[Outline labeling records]
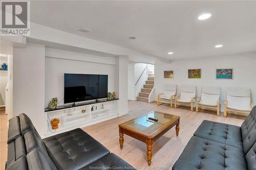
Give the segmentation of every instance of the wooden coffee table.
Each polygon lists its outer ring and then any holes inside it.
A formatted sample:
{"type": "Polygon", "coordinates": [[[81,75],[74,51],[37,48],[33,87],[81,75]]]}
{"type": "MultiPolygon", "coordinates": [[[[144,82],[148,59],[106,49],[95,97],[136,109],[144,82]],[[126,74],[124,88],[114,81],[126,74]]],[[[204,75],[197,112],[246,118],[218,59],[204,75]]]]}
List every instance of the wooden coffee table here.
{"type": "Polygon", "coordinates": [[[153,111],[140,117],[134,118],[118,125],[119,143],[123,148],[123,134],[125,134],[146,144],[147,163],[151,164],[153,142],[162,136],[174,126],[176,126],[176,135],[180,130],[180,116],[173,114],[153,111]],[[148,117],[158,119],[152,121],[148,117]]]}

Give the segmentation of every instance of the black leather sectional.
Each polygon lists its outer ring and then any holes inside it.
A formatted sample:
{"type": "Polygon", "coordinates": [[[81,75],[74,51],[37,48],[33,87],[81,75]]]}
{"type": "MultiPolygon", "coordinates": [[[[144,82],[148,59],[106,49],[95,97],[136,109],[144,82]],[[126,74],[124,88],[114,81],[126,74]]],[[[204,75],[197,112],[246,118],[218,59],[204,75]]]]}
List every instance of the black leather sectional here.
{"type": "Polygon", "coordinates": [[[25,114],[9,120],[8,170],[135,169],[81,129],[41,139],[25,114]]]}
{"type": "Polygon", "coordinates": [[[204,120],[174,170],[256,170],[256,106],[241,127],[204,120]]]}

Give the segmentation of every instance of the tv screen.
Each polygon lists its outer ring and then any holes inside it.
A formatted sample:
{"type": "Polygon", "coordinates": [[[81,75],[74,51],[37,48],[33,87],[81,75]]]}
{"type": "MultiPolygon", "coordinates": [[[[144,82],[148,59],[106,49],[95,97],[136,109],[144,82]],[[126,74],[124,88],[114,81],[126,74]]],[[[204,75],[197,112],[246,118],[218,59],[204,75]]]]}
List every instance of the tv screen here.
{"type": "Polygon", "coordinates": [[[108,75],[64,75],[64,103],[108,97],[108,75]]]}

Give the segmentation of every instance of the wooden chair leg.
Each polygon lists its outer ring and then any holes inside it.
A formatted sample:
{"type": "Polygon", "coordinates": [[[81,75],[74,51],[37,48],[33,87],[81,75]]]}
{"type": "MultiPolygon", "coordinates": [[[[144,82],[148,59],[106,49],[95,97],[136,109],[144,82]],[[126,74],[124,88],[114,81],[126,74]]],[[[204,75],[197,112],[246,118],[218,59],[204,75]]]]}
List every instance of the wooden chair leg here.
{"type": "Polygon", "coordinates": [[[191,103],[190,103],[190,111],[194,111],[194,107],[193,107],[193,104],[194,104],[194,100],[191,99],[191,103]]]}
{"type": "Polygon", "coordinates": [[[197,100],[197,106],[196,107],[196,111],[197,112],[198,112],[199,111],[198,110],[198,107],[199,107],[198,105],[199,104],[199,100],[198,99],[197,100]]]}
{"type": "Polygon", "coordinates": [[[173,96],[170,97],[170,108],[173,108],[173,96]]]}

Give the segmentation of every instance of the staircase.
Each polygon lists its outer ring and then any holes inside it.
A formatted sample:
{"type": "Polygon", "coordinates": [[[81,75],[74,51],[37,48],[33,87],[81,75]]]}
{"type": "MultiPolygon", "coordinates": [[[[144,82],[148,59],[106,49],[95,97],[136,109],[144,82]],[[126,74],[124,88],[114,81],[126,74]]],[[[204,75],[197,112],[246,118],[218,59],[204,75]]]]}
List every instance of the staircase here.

EXERCISE GOAL - Replace "Give the segmentation" with "Provide the outline" throughout the records above, keeping every other line unchanged and leaving out the pictures.

TASK ANSWER -
Provide the outline of every instance of the wooden coffee table.
Each polygon lists its outer ring and then any holes inside it.
A formatted sample:
{"type": "Polygon", "coordinates": [[[81,75],[74,51],[37,48],[33,87],[81,75]]]}
{"type": "MultiPolygon", "coordinates": [[[[144,82],[148,59],[106,49],[95,97],[136,109],[144,82]],[[126,74],[124,88],[114,81],[126,74]]],[[[204,75],[197,112],[246,118],[218,59],[204,75]]]]}
List every instance of the wooden coffee table here.
{"type": "Polygon", "coordinates": [[[153,111],[140,117],[134,118],[118,125],[119,143],[123,148],[123,134],[125,134],[146,144],[147,163],[151,164],[153,142],[162,136],[174,126],[176,126],[176,135],[180,130],[180,116],[173,114],[153,111]],[[148,117],[158,119],[152,121],[148,117]]]}

Provide the outline of every instance of the black leather sectional.
Each polygon lists its outer ring and then any holes inside it.
A formatted sample:
{"type": "Polygon", "coordinates": [[[81,75],[74,51],[37,48],[33,87],[81,75]]]}
{"type": "MultiPolygon", "coordinates": [[[[144,82],[148,59],[106,49],[95,97],[136,109],[144,82]],[[126,74],[124,88],[114,81],[126,74]]],[[[204,75],[197,112],[246,118],[218,59],[204,75]]]]}
List every instance of the black leather sectional here.
{"type": "Polygon", "coordinates": [[[25,114],[9,120],[8,170],[135,169],[81,129],[41,139],[25,114]]]}
{"type": "Polygon", "coordinates": [[[204,120],[174,170],[256,170],[256,106],[241,127],[204,120]]]}

Provide the outline of every instance of the tv screen.
Each polygon lists its outer ring and then any holes inside it.
A formatted sample:
{"type": "Polygon", "coordinates": [[[81,75],[74,51],[37,48],[33,87],[81,75]]]}
{"type": "MultiPolygon", "coordinates": [[[[144,82],[148,59],[106,49],[95,97],[136,109],[144,82]],[[126,74],[124,88],[114,81],[126,74]]],[[[204,75],[197,112],[246,118],[218,59],[204,75]]]]}
List every instance of the tv screen here.
{"type": "Polygon", "coordinates": [[[108,75],[64,75],[64,103],[108,97],[108,75]]]}

Provide the outline of every instance of the wooden chair leg.
Each polygon lists its outer ring and then any holes inside it.
A formatted sample:
{"type": "Polygon", "coordinates": [[[81,75],[74,51],[37,48],[33,87],[81,75]]]}
{"type": "MultiPolygon", "coordinates": [[[[144,82],[148,59],[106,49],[95,97],[136,109],[144,82]],[[126,74],[124,88],[114,81],[126,74]]],[[[204,75],[197,112],[246,118],[218,59],[204,75]]]]}
List every instance of the wooden chair leg here.
{"type": "Polygon", "coordinates": [[[191,103],[190,103],[190,111],[194,111],[194,107],[193,107],[193,104],[194,104],[194,100],[191,99],[191,103]]]}
{"type": "Polygon", "coordinates": [[[197,100],[197,106],[196,107],[196,111],[197,112],[198,112],[199,111],[198,110],[198,107],[199,107],[198,105],[199,104],[199,100],[198,99],[197,100]]]}
{"type": "Polygon", "coordinates": [[[173,96],[170,97],[170,108],[173,108],[173,96]]]}

Provide the outline of every instance of the staircase.
Each polygon lists its outer ring and then any holes inside it.
A formatted sample:
{"type": "Polygon", "coordinates": [[[81,75],[74,51],[37,48],[33,87],[81,75]]]}
{"type": "MultiPolygon", "coordinates": [[[[144,82],[148,59],[106,49],[95,97],[136,109],[144,82]],[[126,74],[124,88],[114,81],[126,74]]],[[[204,75],[197,112],[246,118],[218,59],[204,75]]]]}
List every instance of the staircase here.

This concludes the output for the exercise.